SELECTED EXTRACT:
********
Comments Page - ZML - High performance AI inference stack

« Back ZML - High performance AI inference stackgithub.comSubmitted by msoad 10 months ago

ismailmaj 10 months ago
What would be the benefit of using ZML instead of relying on StableHLO/PJRT? Because the cost of porting models is for sure high.
- gwenzek 10 months ago
  ZML the zig library is mostly a wrapper of StableHLO/pjrt. But it's a high quality wrapper, and the tagged tensor syntax is really helpful to write complex ops like dot, or gather.
  And ZML the framework also resolve issues with the complex dependency graph of stablehlo/pjrt.
onurcel 10 months ago
First of all, great job! I think the inference will become more and more important.
That being said, I have a question regarding the ease of use. How difficult it is for someone with python/c++ background to get used to zig and (re)write a model to use with zml?
********
Collected data:
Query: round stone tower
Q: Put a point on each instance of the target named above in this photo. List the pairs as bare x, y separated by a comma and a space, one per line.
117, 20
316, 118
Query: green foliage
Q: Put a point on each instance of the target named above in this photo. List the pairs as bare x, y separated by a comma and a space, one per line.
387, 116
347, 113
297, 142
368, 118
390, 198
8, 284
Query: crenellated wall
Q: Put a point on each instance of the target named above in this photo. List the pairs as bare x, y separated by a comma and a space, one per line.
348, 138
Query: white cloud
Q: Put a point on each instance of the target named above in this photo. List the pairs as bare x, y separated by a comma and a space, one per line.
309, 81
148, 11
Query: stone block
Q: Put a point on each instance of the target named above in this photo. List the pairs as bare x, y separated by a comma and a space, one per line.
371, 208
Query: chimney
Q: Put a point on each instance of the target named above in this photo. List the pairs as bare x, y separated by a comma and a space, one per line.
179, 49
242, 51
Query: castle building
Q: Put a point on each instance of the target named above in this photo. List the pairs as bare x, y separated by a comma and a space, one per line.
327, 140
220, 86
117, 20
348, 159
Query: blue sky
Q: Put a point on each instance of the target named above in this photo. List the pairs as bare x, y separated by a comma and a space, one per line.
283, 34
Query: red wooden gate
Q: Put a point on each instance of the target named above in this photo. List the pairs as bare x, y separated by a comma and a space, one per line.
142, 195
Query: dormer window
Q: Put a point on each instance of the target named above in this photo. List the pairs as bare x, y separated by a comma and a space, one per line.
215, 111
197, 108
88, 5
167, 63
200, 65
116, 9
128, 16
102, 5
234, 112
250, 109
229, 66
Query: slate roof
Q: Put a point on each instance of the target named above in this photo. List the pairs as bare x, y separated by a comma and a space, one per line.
********
WHAT YOU SHOULD DO: Reproduce the ZML comment thread above in full, word for word.

REPLY TO THE EXERCISE:
Comments Page - ZML - High performance AI inference stack

« Back ZML - High performance AI inference stackgithub.comSubmitted by msoad 10 months ago

ismailmaj 10 months ago
What would be the benefit of using ZML instead of relying on StableHLO/PJRT? Because the cost of porting models is for sure high.
- gwenzek 10 months ago
  ZML the zig library is mostly a wrapper of StableHLO/pjrt. But it's a high quality wrapper, and the tagged tensor syntax is really helpful to write complex ops like dot, or gather.
  And ZML the framework also resolve issues with the complex dependency graph of stablehlo/pjrt.
onurcel 10 months ago
First of all, great job! I think the inference will become more and more important.
That being said, I have a question regarding the ease of use. How difficult it is for someone with python/c++ background to get used to zig and (re)write a model to use with zml?